— Start —

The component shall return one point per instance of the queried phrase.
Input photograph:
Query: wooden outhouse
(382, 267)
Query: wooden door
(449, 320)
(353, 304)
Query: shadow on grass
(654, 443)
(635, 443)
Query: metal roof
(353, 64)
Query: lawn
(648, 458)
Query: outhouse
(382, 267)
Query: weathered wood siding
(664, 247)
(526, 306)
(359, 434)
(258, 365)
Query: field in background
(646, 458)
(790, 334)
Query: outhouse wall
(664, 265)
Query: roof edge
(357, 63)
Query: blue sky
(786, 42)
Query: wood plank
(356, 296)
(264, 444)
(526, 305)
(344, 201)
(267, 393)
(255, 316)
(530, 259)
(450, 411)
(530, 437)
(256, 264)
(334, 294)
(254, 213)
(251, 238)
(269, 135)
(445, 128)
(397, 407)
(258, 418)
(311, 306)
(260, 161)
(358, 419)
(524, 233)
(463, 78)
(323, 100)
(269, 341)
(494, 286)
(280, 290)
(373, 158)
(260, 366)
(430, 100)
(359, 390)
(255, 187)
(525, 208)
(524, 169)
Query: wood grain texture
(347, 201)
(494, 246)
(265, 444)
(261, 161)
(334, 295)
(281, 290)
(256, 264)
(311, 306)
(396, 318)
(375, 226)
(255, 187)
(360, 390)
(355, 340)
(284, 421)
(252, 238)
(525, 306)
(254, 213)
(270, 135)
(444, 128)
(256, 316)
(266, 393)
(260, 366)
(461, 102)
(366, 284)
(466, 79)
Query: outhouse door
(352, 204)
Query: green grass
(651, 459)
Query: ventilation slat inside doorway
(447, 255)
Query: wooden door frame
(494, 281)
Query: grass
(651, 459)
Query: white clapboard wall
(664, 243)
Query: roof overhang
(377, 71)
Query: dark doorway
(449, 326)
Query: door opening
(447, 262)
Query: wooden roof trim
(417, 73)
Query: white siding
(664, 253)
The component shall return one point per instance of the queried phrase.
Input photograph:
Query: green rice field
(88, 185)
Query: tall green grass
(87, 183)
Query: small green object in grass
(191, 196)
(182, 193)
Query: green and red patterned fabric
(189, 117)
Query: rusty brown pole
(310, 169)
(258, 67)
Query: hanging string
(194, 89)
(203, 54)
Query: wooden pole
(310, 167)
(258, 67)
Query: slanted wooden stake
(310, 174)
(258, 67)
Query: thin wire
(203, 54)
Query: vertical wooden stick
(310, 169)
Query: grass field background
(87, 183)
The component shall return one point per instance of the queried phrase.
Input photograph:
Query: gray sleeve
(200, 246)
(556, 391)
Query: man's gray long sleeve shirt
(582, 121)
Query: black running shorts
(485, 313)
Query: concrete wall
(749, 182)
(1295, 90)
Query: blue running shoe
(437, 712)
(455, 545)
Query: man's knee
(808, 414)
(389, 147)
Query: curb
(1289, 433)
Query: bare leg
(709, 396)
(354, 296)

— End —

__Do this__
The records above should be duplicated in full, exactly as given.

__Answer in full__
The component shall return one point per instance of the queried phrase.
Input photograph:
Query: wooden outhouse
(382, 267)
Query: wooden door
(449, 320)
(353, 304)
Query: shadow on grass
(654, 443)
(635, 443)
Query: metal roof
(353, 64)
Query: lawn
(648, 458)
Query: outhouse
(382, 267)
Query: weathered wood siding
(664, 247)
(526, 306)
(359, 434)
(258, 365)
Query: field in background
(646, 458)
(790, 334)
Query: outhouse wall
(664, 265)
Query: roof edge
(357, 63)
Query: blue sky
(786, 42)
Query: wood plank
(356, 296)
(264, 444)
(526, 305)
(344, 201)
(267, 393)
(255, 316)
(530, 259)
(450, 411)
(530, 437)
(256, 264)
(334, 294)
(254, 213)
(251, 238)
(269, 135)
(445, 128)
(397, 407)
(258, 418)
(311, 306)
(260, 161)
(358, 419)
(524, 233)
(463, 78)
(323, 100)
(269, 341)
(494, 286)
(280, 290)
(373, 158)
(260, 366)
(430, 100)
(359, 390)
(255, 187)
(525, 208)
(524, 169)
Query: wood grain texture
(347, 201)
(494, 246)
(265, 444)
(261, 161)
(334, 295)
(281, 290)
(256, 264)
(311, 306)
(396, 318)
(375, 226)
(255, 187)
(360, 390)
(355, 340)
(284, 421)
(252, 238)
(525, 306)
(254, 213)
(270, 135)
(444, 128)
(256, 316)
(266, 393)
(260, 366)
(461, 102)
(366, 284)
(466, 79)
Query: outhouse door
(352, 204)
Query: green grass
(651, 459)
Query: ventilation slat inside doorway
(447, 255)
Query: wooden door frame
(494, 281)
Query: grass
(651, 459)
Query: white clapboard wall
(664, 243)
Query: roof overhang
(377, 71)
Query: dark doorway
(449, 326)
Query: door opening
(447, 262)
Query: wooden roof trim
(417, 73)
Query: white siding
(664, 253)
The component shall return one point per instance of the queried phrase.
Input photograph:
Query: green rice field
(88, 185)
Query: tall green grass
(87, 183)
Query: small green object in grass
(191, 196)
(182, 193)
Query: green and red patterned fabric
(189, 117)
Query: rusty brown pole
(310, 169)
(258, 67)
Query: hanging string
(194, 89)
(203, 54)
Query: wooden pole
(310, 167)
(258, 67)
Query: slanted wooden stake
(310, 174)
(258, 67)
Query: thin wire
(203, 54)
Query: vertical wooden stick
(310, 169)
Query: grass field background
(87, 183)
The component shall return one point per instance of the queried phrase.
Input photograph:
Query: gray sleeve
(200, 246)
(556, 391)
Query: man's gray long sleeve shirt
(582, 121)
Query: black running shorts
(485, 313)
Query: concrete wall
(749, 182)
(1295, 90)
Query: blue running shoe
(437, 712)
(455, 545)
Query: man's knee
(808, 414)
(389, 147)
Query: curb
(1289, 433)
Query: bare leg
(709, 396)
(354, 296)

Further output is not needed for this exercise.